It appears that on many of these panels we now have two pairs of causes and results. The close correlation we saw on the previous panels is now lost. It may be the sculptors were following a somewhat different text, and it may be they wanted to be more plastic about the deeds that lead to these various results. Below I try to identify various hells that are resultant.
Rebirth in Hell
Herein, what is the deed that leads to rebirth in hell? It is said:  Wrong living in body, speech and mind through having severely corrupt thoughts.  A deed based on annihilationist view.  A deed based on eternalist view.  A deed based on nihilistic view.  A deed based on inconsequence view.  A deed based on a selfish doctrine.  A deed based on ungratefulness.  Bad deeds having immediate results.  Making false accusations against virtuous noble ones.
86. Killing Humans and Animals leads to Rebirth in Hell
Although the characters on the right are largely destroyed we can see they were fighting, one has a raised sword, and is chopping the other down. They have been reborn in the Reviving (Sañjīva) hell and again attack each other.
Left of centre a butcher kills a sheep, while a baby lamb looks on. The gruesome result is shown on the far left. Someone is reborn in hell, and is having his head sawn in half by his tormentors. This is the result of his violence in a previous life.

=-=-=

Exercises to complete
1. Reproduce verbatim the stretch from "86. Killing Humans" through "attack each other." in the passage on rebirth in hell.
2. Name every view that the passage on rebirth in hell gives as the basis of a deed leading to that rebirth.

Recorded information
=-=-=

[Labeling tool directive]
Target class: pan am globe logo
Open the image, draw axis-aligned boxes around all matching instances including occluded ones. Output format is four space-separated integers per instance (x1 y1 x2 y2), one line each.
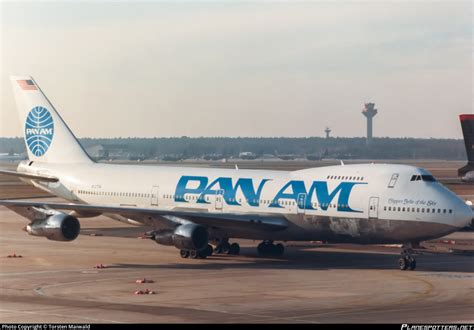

=-=-=

Correct answers
1.
86. Killing Humans and Animals leads to Rebirth in Hell
Although the characters on the right are largely destroyed we can see they were fighting, one has a raised sword, and is chopping the other down. They have been reborn in the Reviving (Sañjīva) hell and again attack each other.

2.
- annihilationist view
- eternalist view
- nihilistic view
- inconsequence view